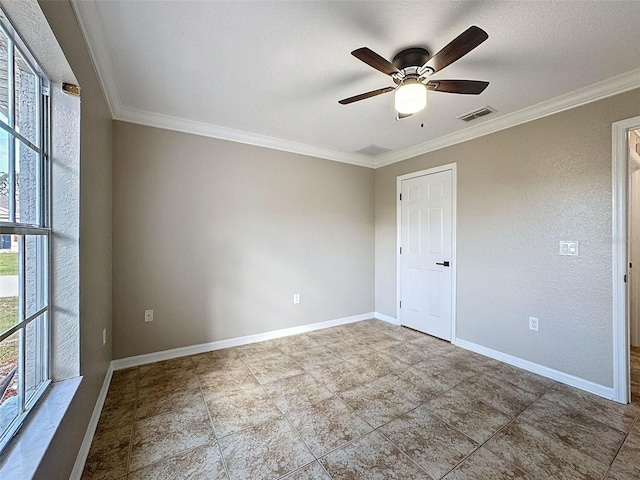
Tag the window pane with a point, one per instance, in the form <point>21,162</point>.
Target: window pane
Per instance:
<point>4,174</point>
<point>9,407</point>
<point>35,268</point>
<point>27,197</point>
<point>35,353</point>
<point>8,295</point>
<point>26,93</point>
<point>4,76</point>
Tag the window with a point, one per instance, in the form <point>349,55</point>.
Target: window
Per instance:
<point>24,232</point>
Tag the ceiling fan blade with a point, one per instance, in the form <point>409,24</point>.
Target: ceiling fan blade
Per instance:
<point>374,60</point>
<point>362,96</point>
<point>466,87</point>
<point>457,48</point>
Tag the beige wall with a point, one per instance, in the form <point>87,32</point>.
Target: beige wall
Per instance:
<point>216,237</point>
<point>95,242</point>
<point>521,191</point>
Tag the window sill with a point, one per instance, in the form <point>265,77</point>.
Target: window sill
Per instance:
<point>25,452</point>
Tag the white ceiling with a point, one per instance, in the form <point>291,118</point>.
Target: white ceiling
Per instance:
<point>271,72</point>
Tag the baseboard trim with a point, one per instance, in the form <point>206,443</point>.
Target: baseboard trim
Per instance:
<point>386,318</point>
<point>83,453</point>
<point>137,360</point>
<point>571,380</point>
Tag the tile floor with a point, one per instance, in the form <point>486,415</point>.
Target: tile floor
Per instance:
<point>366,400</point>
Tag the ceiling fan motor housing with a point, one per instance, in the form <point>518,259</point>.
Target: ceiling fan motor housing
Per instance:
<point>411,57</point>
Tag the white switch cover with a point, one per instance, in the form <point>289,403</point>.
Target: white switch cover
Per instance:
<point>571,249</point>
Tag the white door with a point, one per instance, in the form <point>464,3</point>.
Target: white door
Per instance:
<point>425,255</point>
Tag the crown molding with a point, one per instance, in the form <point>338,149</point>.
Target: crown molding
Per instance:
<point>87,14</point>
<point>205,129</point>
<point>607,88</point>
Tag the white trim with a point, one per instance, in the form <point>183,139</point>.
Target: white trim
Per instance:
<point>619,212</point>
<point>87,14</point>
<point>386,318</point>
<point>208,130</point>
<point>606,88</point>
<point>581,383</point>
<point>454,264</point>
<point>81,458</point>
<point>232,342</point>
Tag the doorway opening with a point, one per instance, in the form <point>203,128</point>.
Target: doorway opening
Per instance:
<point>625,283</point>
<point>633,247</point>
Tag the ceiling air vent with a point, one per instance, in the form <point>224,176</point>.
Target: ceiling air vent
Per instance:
<point>373,150</point>
<point>481,112</point>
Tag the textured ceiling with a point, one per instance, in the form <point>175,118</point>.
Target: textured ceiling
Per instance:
<point>271,73</point>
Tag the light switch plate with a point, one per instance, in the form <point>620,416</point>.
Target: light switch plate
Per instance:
<point>570,249</point>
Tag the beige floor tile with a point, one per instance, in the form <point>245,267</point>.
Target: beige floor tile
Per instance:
<point>108,455</point>
<point>315,357</point>
<point>273,368</point>
<point>484,465</point>
<point>503,396</point>
<point>379,363</point>
<point>163,436</point>
<point>296,392</point>
<point>574,428</point>
<point>470,415</point>
<point>296,344</point>
<point>174,402</point>
<point>371,457</point>
<point>377,403</point>
<point>431,443</point>
<point>342,376</point>
<point>117,412</point>
<point>203,462</point>
<point>153,373</point>
<point>242,409</point>
<point>216,361</point>
<point>521,378</point>
<point>610,413</point>
<point>416,385</point>
<point>220,383</point>
<point>268,451</point>
<point>259,350</point>
<point>313,471</point>
<point>328,425</point>
<point>153,392</point>
<point>433,345</point>
<point>627,463</point>
<point>543,456</point>
<point>409,353</point>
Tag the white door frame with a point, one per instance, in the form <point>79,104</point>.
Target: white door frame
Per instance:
<point>454,187</point>
<point>620,208</point>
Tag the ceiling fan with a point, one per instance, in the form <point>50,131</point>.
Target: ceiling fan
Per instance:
<point>412,67</point>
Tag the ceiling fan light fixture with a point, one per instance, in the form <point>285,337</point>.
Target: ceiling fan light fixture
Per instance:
<point>411,98</point>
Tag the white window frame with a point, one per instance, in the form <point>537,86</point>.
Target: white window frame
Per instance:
<point>41,229</point>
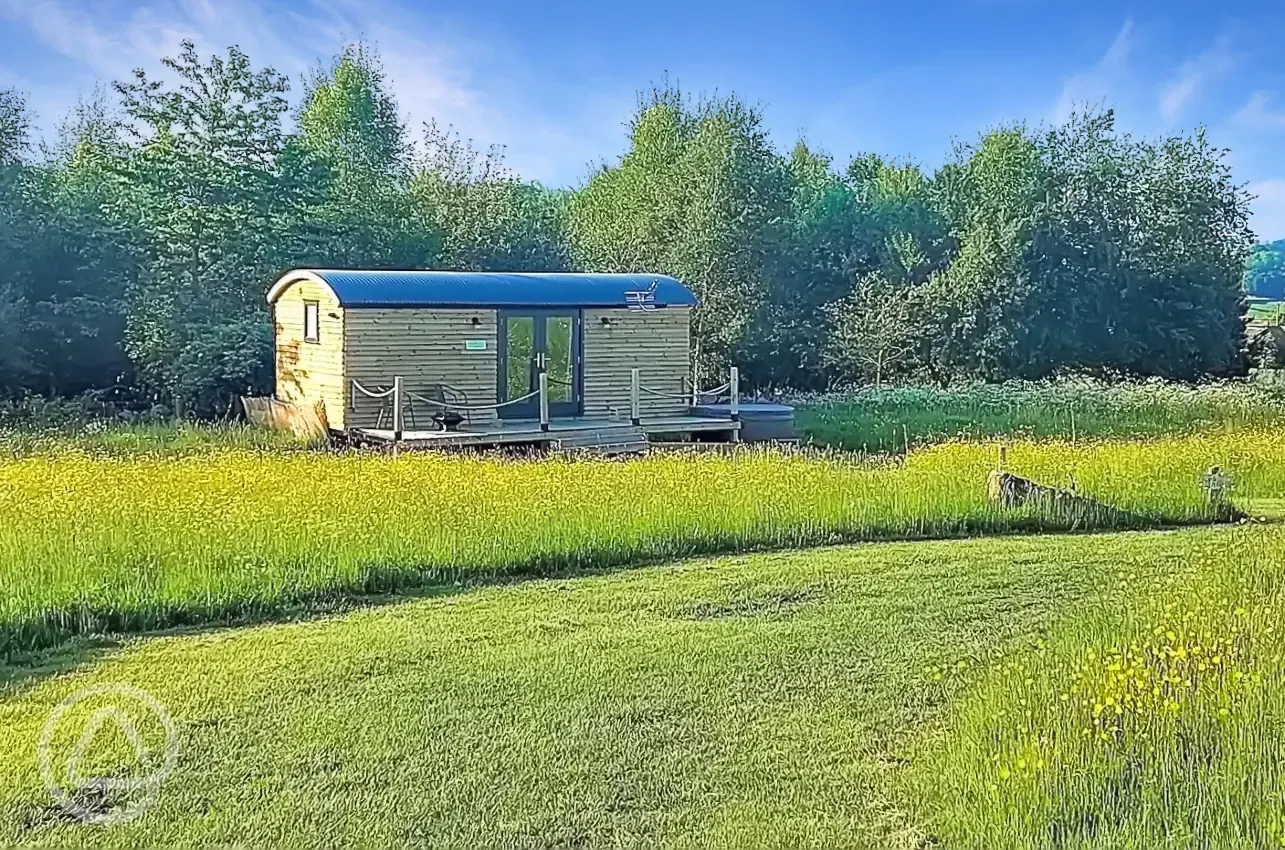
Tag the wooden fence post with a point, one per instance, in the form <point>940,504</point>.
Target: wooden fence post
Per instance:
<point>635,394</point>
<point>397,397</point>
<point>734,391</point>
<point>544,401</point>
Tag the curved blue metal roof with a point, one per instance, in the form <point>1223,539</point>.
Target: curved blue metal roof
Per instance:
<point>368,288</point>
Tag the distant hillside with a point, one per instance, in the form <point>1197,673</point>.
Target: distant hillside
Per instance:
<point>1265,274</point>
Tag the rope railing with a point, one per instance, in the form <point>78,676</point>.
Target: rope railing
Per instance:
<point>474,406</point>
<point>370,394</point>
<point>400,395</point>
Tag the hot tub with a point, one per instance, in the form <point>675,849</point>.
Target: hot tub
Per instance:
<point>758,422</point>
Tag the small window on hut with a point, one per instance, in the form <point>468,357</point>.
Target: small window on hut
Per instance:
<point>311,322</point>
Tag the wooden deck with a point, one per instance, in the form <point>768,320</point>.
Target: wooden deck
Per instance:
<point>604,436</point>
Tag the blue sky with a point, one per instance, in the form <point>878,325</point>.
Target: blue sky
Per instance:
<point>555,82</point>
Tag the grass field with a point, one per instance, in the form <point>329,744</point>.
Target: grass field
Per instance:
<point>470,671</point>
<point>887,421</point>
<point>835,697</point>
<point>132,543</point>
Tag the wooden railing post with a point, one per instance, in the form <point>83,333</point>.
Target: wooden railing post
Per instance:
<point>635,394</point>
<point>544,401</point>
<point>397,401</point>
<point>734,391</point>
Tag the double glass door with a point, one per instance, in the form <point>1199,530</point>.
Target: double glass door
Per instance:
<point>540,342</point>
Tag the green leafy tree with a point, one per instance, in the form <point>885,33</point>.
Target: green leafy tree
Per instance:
<point>700,196</point>
<point>203,189</point>
<point>348,170</point>
<point>16,232</point>
<point>487,216</point>
<point>828,238</point>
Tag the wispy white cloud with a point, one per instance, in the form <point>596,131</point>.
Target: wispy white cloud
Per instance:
<point>1258,112</point>
<point>436,72</point>
<point>1193,76</point>
<point>1100,82</point>
<point>1268,217</point>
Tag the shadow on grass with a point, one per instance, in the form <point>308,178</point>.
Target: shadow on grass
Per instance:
<point>73,637</point>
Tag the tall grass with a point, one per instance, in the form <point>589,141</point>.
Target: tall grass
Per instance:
<point>889,419</point>
<point>121,543</point>
<point>1152,719</point>
<point>149,439</point>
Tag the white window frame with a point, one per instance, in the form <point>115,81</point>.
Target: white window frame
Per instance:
<point>311,316</point>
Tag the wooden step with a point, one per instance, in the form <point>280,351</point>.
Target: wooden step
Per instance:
<point>604,441</point>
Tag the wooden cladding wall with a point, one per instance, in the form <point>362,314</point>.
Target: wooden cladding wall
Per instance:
<point>654,341</point>
<point>425,347</point>
<point>311,372</point>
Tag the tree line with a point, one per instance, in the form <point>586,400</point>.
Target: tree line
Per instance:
<point>136,246</point>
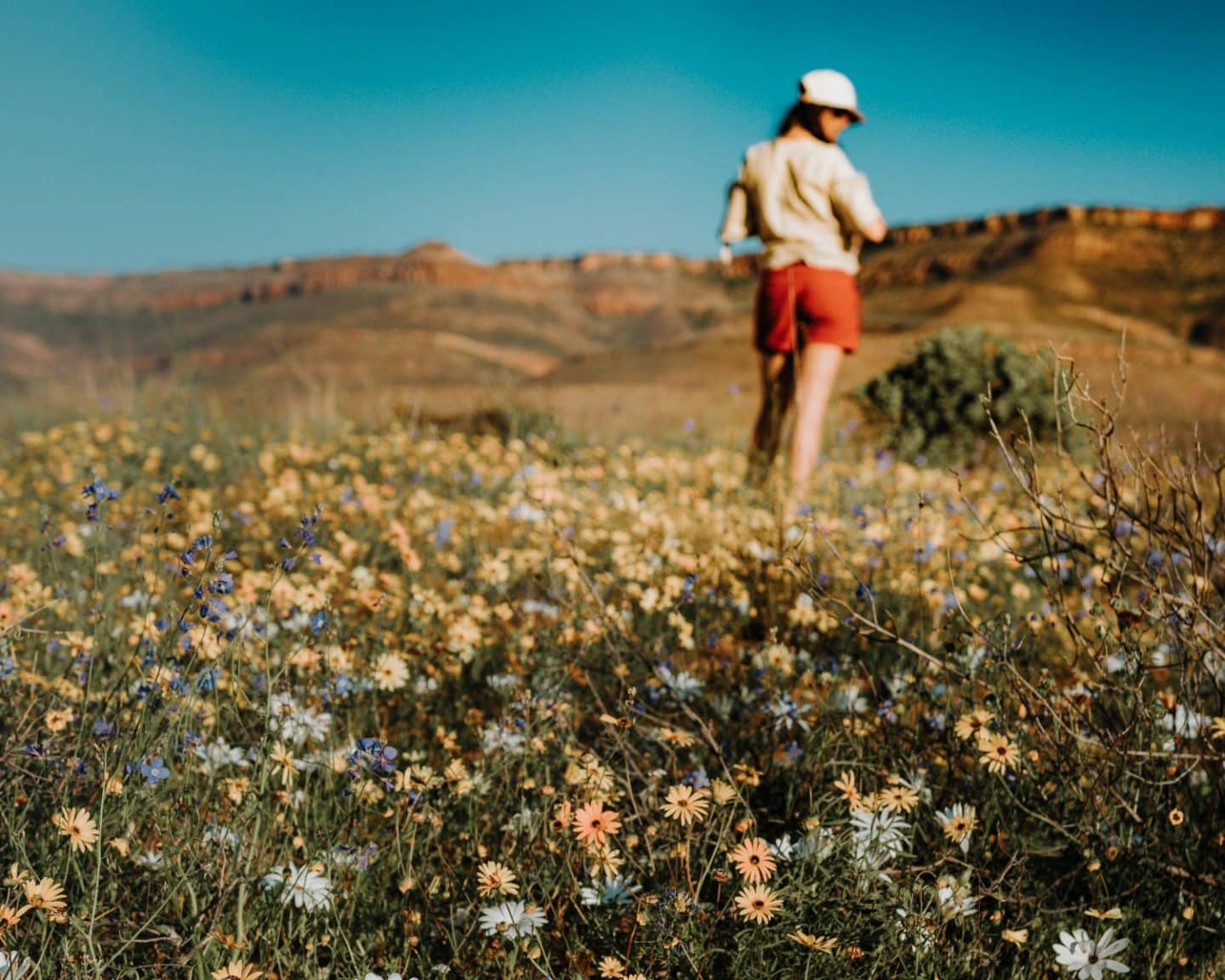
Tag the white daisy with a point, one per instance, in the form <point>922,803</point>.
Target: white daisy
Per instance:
<point>306,887</point>
<point>511,919</point>
<point>1088,957</point>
******
Everything in the records above should come back word for word, except the pictures.

Tag the window pane with a point, one per instance, in the form <point>21,162</point>.
Target: window pane
Per instance:
<point>4,174</point>
<point>9,407</point>
<point>35,268</point>
<point>27,197</point>
<point>35,353</point>
<point>8,295</point>
<point>26,93</point>
<point>4,76</point>
Tag the window with a point, one per instance, in the form <point>349,55</point>.
Target: window
Per instance:
<point>24,232</point>
Tag the ceiling fan blade with a point, one per instance, in the form <point>409,24</point>.
Target: ceiling fan blade
Per instance:
<point>374,60</point>
<point>362,96</point>
<point>466,87</point>
<point>457,48</point>
Tag the beige wall with a point, one per instance, in the form <point>87,32</point>.
Target: beige wall
Per instance:
<point>216,237</point>
<point>95,242</point>
<point>521,191</point>
Tag the window sill with a point, one per instance, in the form <point>265,77</point>.
Target: window sill
Per instance:
<point>25,452</point>
Tag the white ceiling with a point, one per instance, in the form <point>291,118</point>.
Target: white ceiling
Per instance:
<point>271,72</point>
Tag the baseboard trim with a point, one per instance, in the form <point>206,443</point>.
Target: baseboard trim
Per instance:
<point>386,318</point>
<point>83,453</point>
<point>137,360</point>
<point>571,380</point>
Tag the tile floor with a point, one per instance, in the form <point>486,415</point>.
Target: tile floor
Per instance:
<point>366,400</point>
Tag the ceiling fan motor housing with a point, one per instance, in the form <point>518,259</point>.
Target: ceiling fan motor housing
Per instance:
<point>411,57</point>
Tag the white switch cover with a point, one per instance, in the form <point>289,403</point>.
Target: white switch cover
Per instance:
<point>571,249</point>
Tag the white door with a point, one per instance, in the form <point>464,3</point>.
Target: white door
Per instance:
<point>425,255</point>
Tag the crown molding with a point, one per instance, in the form <point>338,149</point>.
Target: crown molding
Per instance:
<point>87,14</point>
<point>205,129</point>
<point>607,88</point>
Tag the white trim with a point, one per instance, in the form <point>183,139</point>.
Target: white trim
Per instance:
<point>619,212</point>
<point>87,14</point>
<point>386,318</point>
<point>208,130</point>
<point>606,88</point>
<point>581,383</point>
<point>454,264</point>
<point>81,458</point>
<point>232,342</point>
Tag the doorway opening with a point, one per instance, in the form <point>203,128</point>.
Target: doorway opening
Per instance:
<point>625,283</point>
<point>633,247</point>
Tag the ceiling air vent with a point, one per instance, in the form <point>224,176</point>.
Target: ceiling air vent
Per instance:
<point>373,150</point>
<point>481,112</point>
Tag the textured ceiling with a point, one per instance, in the form <point>175,118</point>.
Target: textured ceiling
Per instance:
<point>271,73</point>
Tag the light switch plate with a point, one per instance, in the form <point>620,416</point>.
Target: light switch plate
Per instance:
<point>570,249</point>
Tag the beige floor tile with a point, one per instance, in the form <point>245,267</point>.
Target: beige floor tile
Per instance:
<point>108,455</point>
<point>315,357</point>
<point>273,368</point>
<point>484,465</point>
<point>503,396</point>
<point>379,363</point>
<point>163,436</point>
<point>296,392</point>
<point>574,428</point>
<point>470,415</point>
<point>296,344</point>
<point>174,402</point>
<point>371,457</point>
<point>377,403</point>
<point>431,443</point>
<point>342,376</point>
<point>117,412</point>
<point>203,462</point>
<point>153,373</point>
<point>242,409</point>
<point>216,361</point>
<point>521,378</point>
<point>610,413</point>
<point>416,385</point>
<point>220,383</point>
<point>268,451</point>
<point>259,350</point>
<point>313,471</point>
<point>328,425</point>
<point>153,392</point>
<point>433,345</point>
<point>627,463</point>
<point>543,456</point>
<point>409,353</point>
Tag the white door frame with a point, one per instance, in the form <point>79,104</point>.
Target: white door frame
Per instance:
<point>454,187</point>
<point>620,208</point>
Tag the ceiling fan with a point, one per instance, in the form <point>50,131</point>.
Target: ceiling fan
Per instance:
<point>412,67</point>
Tag the ceiling fan light fixture with a point, one per instance, in the form <point>285,337</point>.
Target: ceiling fan light fixture
Per instance:
<point>411,98</point>
Tag the white window frame with a point, one per instance, in the form <point>537,86</point>.
Target: white window frame
Per instance:
<point>41,229</point>
Tag the wooden fence post with a point, one per instance, in the form <point>940,504</point>.
Target: wooden fence post
Per instance:
<point>635,394</point>
<point>397,397</point>
<point>734,391</point>
<point>544,401</point>
Tag the curved blue metal roof with a point, one per instance, in the form <point>1223,539</point>.
Target: curved blue metal roof
Per instance:
<point>368,288</point>
Tag the distant hillside with a point, one per instance, in the form <point>1197,673</point>.
Target: distant hillside
Per instance:
<point>1265,274</point>
Tag the rope railing with a point, one per instance, in the form <point>78,676</point>.
Target: rope railing
Per instance:
<point>474,406</point>
<point>370,394</point>
<point>400,395</point>
Tag the hot tub with a point, one per instance, in the form <point>675,849</point>.
Target: hot tub
Per instance:
<point>758,422</point>
Tag the small window on hut with a point, one per instance, in the form <point>468,357</point>.
Target: small window on hut
Per instance:
<point>311,322</point>
Tag the wooden deck with a point, one per instance, in the form <point>768,320</point>.
Target: wooden deck
Per instance:
<point>604,436</point>
Tag the blue sky with a point, one per instance, in the form <point>878,325</point>.
Target: blue sky
Per instance:
<point>555,82</point>
Tag the grass field with a point, one per instance, in the form <point>329,744</point>.
Target: grass field
Per instance:
<point>470,671</point>
<point>887,421</point>
<point>835,697</point>
<point>132,543</point>
Tag the wooden railing post with a point, one per instance, in the form <point>83,333</point>.
Target: wooden railing post
Per instance:
<point>635,394</point>
<point>544,401</point>
<point>397,401</point>
<point>734,391</point>
Tag the double glass door with a point, one per instance, in the form <point>1199,530</point>.
Target: double glass door
Per instance:
<point>540,342</point>
Tag the green leafy tree with a point, one per instance, in the form <point>885,33</point>.
Target: green leafy tree
Per instance:
<point>700,196</point>
<point>203,189</point>
<point>348,170</point>
<point>16,232</point>
<point>487,216</point>
<point>828,238</point>
Tag the wispy white cloud with a point, one per instance, in the form <point>596,131</point>.
Target: wispy white cloud
Per instance:
<point>1258,112</point>
<point>436,72</point>
<point>1193,76</point>
<point>1100,82</point>
<point>1268,217</point>
Tag the shadow on grass with a point, one per instance, in the form <point>308,178</point>.
Target: shadow on grass
Per instance:
<point>73,637</point>
Tag the tall grass with a point, one per instance, in the form <point>589,141</point>.
Target: tall grass
Per instance:
<point>889,419</point>
<point>121,543</point>
<point>1152,719</point>
<point>149,439</point>
Tag the white window frame with a point, one per instance, in the form <point>115,81</point>.
Target: white window frame
Per instance:
<point>311,316</point>
Tag the wooden step with a point, one per instance, in the form <point>280,351</point>.
Target: wooden step
Per instance:
<point>604,441</point>
Tag the wooden cladding wall with a point, one per instance, in the form <point>362,314</point>.
Target: wooden cladding wall
Per instance:
<point>654,341</point>
<point>425,347</point>
<point>311,372</point>
Tag the tree line with a point, one per instance, in the form <point>586,400</point>.
Target: tree line
Per instance:
<point>136,246</point>
Tag the white daisy with a point, one per instance, in the form <point>922,803</point>.
Target: white daisy
Per instance:
<point>306,887</point>
<point>511,919</point>
<point>1088,957</point>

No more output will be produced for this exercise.